*** Opening of Data to process ***

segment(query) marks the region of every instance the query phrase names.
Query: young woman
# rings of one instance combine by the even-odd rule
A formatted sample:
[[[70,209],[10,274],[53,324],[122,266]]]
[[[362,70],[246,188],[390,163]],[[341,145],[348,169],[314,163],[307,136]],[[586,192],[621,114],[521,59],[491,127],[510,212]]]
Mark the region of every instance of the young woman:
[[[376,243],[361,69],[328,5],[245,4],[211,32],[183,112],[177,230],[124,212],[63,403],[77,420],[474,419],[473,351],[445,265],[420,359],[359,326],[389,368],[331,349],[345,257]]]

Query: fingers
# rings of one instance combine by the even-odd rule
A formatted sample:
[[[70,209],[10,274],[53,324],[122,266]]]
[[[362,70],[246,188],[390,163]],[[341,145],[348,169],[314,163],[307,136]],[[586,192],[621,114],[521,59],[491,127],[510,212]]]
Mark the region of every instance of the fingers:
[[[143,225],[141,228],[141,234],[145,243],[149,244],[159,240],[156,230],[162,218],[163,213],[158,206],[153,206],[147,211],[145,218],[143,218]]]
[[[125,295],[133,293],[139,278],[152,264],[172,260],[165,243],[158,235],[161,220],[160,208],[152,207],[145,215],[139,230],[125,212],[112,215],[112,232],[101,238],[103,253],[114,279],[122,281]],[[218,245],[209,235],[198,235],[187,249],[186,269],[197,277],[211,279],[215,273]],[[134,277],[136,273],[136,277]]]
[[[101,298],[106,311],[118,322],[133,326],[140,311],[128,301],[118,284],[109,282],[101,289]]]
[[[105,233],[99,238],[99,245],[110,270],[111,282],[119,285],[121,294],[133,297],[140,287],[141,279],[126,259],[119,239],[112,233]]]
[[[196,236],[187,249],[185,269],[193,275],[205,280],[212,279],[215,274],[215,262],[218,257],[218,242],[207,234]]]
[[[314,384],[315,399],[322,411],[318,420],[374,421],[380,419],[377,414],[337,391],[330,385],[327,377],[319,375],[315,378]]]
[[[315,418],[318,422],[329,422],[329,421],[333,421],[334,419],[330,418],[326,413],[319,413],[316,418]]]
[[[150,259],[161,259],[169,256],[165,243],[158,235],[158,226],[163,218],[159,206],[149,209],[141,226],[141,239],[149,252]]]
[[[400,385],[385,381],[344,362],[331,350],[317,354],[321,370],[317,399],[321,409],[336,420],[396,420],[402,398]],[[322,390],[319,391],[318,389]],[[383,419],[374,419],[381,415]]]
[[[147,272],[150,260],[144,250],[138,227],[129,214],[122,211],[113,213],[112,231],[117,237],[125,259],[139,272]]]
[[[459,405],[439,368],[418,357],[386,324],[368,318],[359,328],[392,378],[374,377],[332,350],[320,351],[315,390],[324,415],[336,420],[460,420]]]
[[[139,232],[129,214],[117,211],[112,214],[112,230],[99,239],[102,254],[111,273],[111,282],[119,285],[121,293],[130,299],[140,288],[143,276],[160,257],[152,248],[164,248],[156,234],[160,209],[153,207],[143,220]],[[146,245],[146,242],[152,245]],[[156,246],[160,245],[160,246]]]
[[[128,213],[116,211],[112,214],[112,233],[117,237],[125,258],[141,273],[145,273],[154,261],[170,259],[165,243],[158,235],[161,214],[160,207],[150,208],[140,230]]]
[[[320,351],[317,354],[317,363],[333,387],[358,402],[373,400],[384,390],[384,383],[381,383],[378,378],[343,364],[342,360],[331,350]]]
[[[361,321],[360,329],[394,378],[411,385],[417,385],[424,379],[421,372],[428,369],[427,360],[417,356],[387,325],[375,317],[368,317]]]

*** Close of Data to process ***

**Work to complete**: An exact transcription of all the records is needed.

**Answer space**:
segment(query) marks the region of every instance the query phrase names.
Query: young woman
# rings of one instance combine by the even-odd rule
A formatted sample:
[[[70,209],[10,274],[53,324],[122,266]]]
[[[362,70],[246,188],[390,163]],[[341,145],[348,169],[314,163],[307,136]],[[586,192],[621,114],[521,59],[491,127],[510,212]]]
Mark the region of every instance of the young woman:
[[[376,243],[361,69],[328,5],[245,4],[211,32],[183,112],[177,230],[124,212],[63,403],[77,420],[474,419],[473,351],[445,265],[420,359],[359,326],[389,368],[331,349],[345,257]]]

Query: fingers
# rings of one instance combine by the even-odd rule
A formatted sample:
[[[70,209],[10,274],[53,324],[122,266]]]
[[[362,70],[246,188],[390,163]],[[341,145],[348,169],[314,163],[307,136]],[[586,192],[621,114],[521,59],[491,127],[510,212]]]
Mark the region of every instance of the fingers:
[[[143,225],[141,228],[141,234],[145,243],[149,244],[159,240],[156,230],[162,218],[163,213],[158,206],[153,206],[147,211],[145,218],[143,218]]]
[[[125,295],[133,293],[139,278],[152,264],[172,260],[165,243],[158,235],[161,220],[160,208],[152,207],[145,215],[139,230],[125,212],[112,215],[112,232],[101,238],[103,253],[114,279],[122,281]],[[218,245],[209,235],[198,235],[187,249],[186,269],[197,277],[211,279],[215,273]],[[134,277],[136,273],[136,277]]]
[[[101,298],[106,311],[118,322],[133,326],[140,311],[128,301],[118,284],[109,282],[101,289]]]
[[[105,233],[99,238],[99,245],[110,270],[111,282],[119,285],[121,294],[133,297],[140,287],[141,279],[126,259],[119,239],[112,233]]]
[[[196,236],[187,249],[185,269],[193,275],[205,280],[212,279],[215,274],[215,262],[218,257],[218,242],[207,234]]]
[[[314,384],[315,399],[322,411],[318,420],[374,421],[380,419],[377,414],[337,391],[330,385],[327,377],[319,375],[315,378]]]
[[[315,418],[318,422],[329,422],[329,421],[333,421],[334,419],[330,418],[326,413],[319,413],[316,418]]]
[[[150,259],[161,259],[169,256],[165,243],[158,235],[158,226],[163,218],[159,206],[149,209],[141,226],[141,239],[149,252]]]
[[[400,385],[385,381],[344,362],[331,350],[317,354],[321,370],[317,399],[321,409],[336,420],[396,420],[402,398]],[[322,390],[319,391],[318,389]],[[383,419],[374,419],[381,415]]]
[[[147,272],[150,260],[144,250],[138,227],[129,214],[122,211],[113,213],[112,231],[117,237],[125,259],[139,272]]]
[[[459,405],[439,368],[418,357],[386,324],[368,318],[359,328],[392,378],[374,377],[332,350],[320,351],[315,390],[324,415],[336,420],[460,420]]]
[[[139,232],[129,214],[117,211],[112,214],[112,230],[99,239],[102,254],[111,273],[111,282],[119,285],[121,293],[130,299],[140,288],[143,276],[160,257],[152,248],[164,248],[156,234],[160,209],[153,207],[143,220]],[[146,245],[146,242],[152,245]],[[156,246],[160,245],[160,246]]]
[[[128,213],[116,211],[112,214],[112,233],[117,237],[125,258],[141,273],[145,273],[154,261],[170,259],[165,243],[158,235],[161,214],[160,207],[150,208],[140,230]]]
[[[320,351],[317,354],[317,363],[333,387],[358,402],[373,400],[384,390],[384,383],[381,383],[378,378],[343,364],[342,360],[331,350]]]
[[[361,321],[360,329],[394,378],[411,385],[417,385],[424,379],[421,372],[428,369],[427,360],[417,356],[387,325],[375,317],[368,317]]]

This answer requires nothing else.